Source document START
The realization of children's rights in Herero society is, to a large extent, a function of: a) the strength of the Namibian economy (e.g. meat prices), and b) the sustainability and integrity of the Herero extended family as a production and reproduction system. Establishing platforms for discussion could positively influence social cohesion within Herero society in general, and within individual families in particular. Useful linkages were found with the existing roles of headmen and youth organizations, and potentially also farmers' associations.
In Katutura, the level of community organization is generally weak and mainly focused on getting services and infrastructure to the area, and improving the security situation. Nevertheless, many residents were concerned about the increasing number of children at risk (holding a 'needs' perspective rather than a 'rights' perspective), crime, alcoholism, domestic violence etc. The new system of elected community leaders (blockheads; section leaders and section committees) offers most perspectives for identifying, assessing, analyzing, prioritizing and addressing social problems, possibly integrating some of the parameter functions. Not only much capacity development is needed, but also additional incentives, as these leaders are functioning on a voluntary basis, and motivation and morale are already rather low.
Source document END
Data extract START
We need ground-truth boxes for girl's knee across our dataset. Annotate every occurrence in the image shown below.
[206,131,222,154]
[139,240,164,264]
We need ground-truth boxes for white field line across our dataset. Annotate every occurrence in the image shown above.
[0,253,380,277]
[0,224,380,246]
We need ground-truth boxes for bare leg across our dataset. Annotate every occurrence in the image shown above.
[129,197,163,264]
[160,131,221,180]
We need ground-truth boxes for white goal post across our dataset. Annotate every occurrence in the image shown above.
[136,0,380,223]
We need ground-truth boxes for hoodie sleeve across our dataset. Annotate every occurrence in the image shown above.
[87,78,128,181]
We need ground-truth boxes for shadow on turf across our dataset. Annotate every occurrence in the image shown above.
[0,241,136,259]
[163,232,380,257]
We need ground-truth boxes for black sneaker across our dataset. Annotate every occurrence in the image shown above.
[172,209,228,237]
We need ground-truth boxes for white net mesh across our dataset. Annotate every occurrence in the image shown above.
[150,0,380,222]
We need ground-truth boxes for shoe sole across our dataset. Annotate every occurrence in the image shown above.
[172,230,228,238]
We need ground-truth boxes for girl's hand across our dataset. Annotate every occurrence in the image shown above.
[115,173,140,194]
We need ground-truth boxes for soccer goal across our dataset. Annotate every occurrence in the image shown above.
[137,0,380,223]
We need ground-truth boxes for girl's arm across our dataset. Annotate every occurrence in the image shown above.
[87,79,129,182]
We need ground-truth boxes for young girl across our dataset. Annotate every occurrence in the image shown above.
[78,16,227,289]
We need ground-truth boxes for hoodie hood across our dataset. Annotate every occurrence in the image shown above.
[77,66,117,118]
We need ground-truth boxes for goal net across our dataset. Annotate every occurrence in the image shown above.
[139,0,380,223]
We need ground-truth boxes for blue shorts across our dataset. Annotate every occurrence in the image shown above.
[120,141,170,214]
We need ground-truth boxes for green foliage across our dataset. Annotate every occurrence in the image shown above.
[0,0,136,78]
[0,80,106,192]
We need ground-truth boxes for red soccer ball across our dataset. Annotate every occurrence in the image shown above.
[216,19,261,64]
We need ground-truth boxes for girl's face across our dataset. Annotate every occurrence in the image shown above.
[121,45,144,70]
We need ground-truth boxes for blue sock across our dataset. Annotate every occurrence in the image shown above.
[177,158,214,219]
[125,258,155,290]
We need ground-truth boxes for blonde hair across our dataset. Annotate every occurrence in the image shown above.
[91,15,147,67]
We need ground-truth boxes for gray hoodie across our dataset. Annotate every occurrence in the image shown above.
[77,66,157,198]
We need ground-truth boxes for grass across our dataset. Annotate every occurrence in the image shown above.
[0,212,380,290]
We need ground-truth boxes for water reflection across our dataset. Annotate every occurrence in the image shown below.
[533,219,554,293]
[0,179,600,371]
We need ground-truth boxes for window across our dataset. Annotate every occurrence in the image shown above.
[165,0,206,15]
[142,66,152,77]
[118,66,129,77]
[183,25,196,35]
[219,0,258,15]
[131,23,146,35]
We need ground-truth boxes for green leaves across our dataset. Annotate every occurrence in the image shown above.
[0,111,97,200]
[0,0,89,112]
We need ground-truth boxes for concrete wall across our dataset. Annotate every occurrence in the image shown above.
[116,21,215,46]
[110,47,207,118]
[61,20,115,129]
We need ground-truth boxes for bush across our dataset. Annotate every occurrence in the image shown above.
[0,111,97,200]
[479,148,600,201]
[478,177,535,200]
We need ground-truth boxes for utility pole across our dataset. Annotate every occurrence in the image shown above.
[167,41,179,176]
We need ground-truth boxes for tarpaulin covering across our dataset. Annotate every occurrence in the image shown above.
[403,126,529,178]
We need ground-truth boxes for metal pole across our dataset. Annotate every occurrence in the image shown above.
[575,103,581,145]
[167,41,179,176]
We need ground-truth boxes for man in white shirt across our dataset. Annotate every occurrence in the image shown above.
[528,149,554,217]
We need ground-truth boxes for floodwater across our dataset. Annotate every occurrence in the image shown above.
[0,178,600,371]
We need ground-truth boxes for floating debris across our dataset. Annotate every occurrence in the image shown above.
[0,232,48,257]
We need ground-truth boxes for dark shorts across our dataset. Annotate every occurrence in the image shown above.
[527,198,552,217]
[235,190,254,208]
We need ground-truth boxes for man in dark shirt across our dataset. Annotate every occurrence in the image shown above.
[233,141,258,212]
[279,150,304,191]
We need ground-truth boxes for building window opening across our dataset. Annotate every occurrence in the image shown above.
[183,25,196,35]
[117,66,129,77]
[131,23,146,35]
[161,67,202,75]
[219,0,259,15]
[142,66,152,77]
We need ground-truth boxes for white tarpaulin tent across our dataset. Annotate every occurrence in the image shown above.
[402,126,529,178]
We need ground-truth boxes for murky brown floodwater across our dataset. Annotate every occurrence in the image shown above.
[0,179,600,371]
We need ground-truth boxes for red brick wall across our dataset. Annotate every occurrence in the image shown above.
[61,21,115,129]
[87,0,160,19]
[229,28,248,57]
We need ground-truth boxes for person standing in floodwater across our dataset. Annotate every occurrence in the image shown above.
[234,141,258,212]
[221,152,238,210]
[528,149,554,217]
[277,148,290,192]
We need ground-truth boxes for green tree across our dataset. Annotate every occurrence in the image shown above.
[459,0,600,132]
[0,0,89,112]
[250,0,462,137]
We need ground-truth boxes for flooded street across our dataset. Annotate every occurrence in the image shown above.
Data extract END
**Complete the following:**
• 1. Answer these questions using the passage on children's rights in Herero society and Katutura:
(a) What two factors largely determine the realization of children's rights in Herero society?
(b) What is community organization in Katutura mainly focused on?
(c) On what basis do the elected community leaders in Katutura function?
• 2. Please echo the part of the passage on children's rights in Herero society and Katutura that opens with the words containing "In Katutura, the" and closes with "already rather low.".
The listing is material separate from the passage.

**Set of answers:**
• 1.
(a) The strength of the Namibian economy (e.g. meat prices) and the sustainability and integrity of the Herero extended family as a production and reproduction system.
(b) Getting services and infrastructure to the area and improving the security situation.
(c) On a voluntary basis.

• 2.
In Katutura, the level of community organization is generally weak and mainly focused on getting services and infrastructure to the area, and improving the security situation. Nevertheless, many residents were concerned about the increasing number of children at risk (holding a 'needs' perspective rather than a 'rights' perspective), crime, alcoholism, domestic violence etc. The new system of elected community leaders (blockheads; section leaders and section committees) offers most perspectives for identifying, assessing, analyzing, prioritizing and addressing social problems, possibly integrating some of the parameter functions. Not only much capacity development is needed, but also additional incentives, as these leaders are functioning on a voluntary basis, and motivation and morale are already rather low.